**Data to use**
Segment Open

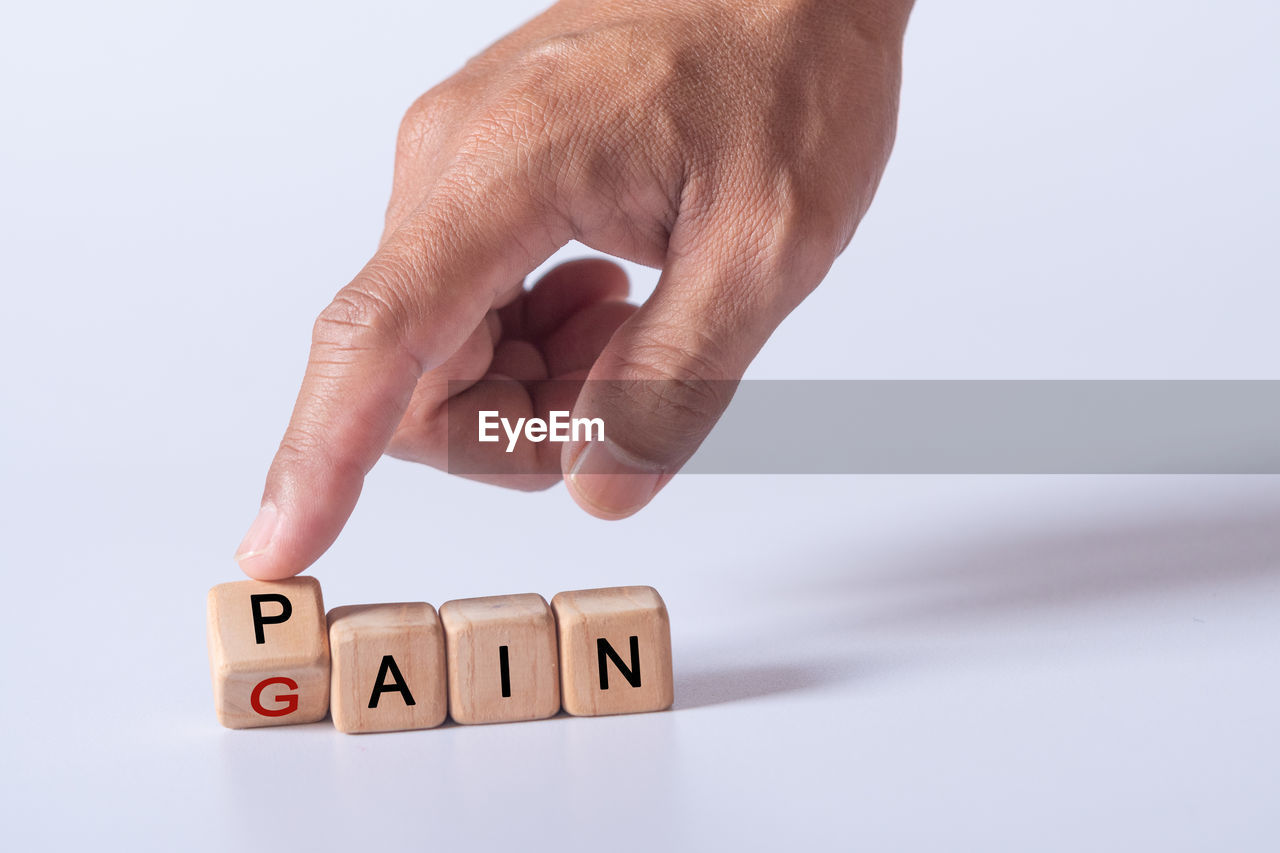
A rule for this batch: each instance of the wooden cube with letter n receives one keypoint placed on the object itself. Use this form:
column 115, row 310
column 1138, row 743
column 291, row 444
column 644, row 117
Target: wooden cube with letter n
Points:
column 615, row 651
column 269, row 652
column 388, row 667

Segment Closed

**Task goal**
Pictures aside, return all of the material exactly as written.

**Solution to the problem**
A rule for this batch: each instance of the wooden cube with letter n receives one keypoint placed on the object itself. Use this form:
column 115, row 310
column 1138, row 743
column 291, row 444
column 644, row 117
Target: wooden cube with letter n
Points:
column 615, row 651
column 269, row 652
column 388, row 667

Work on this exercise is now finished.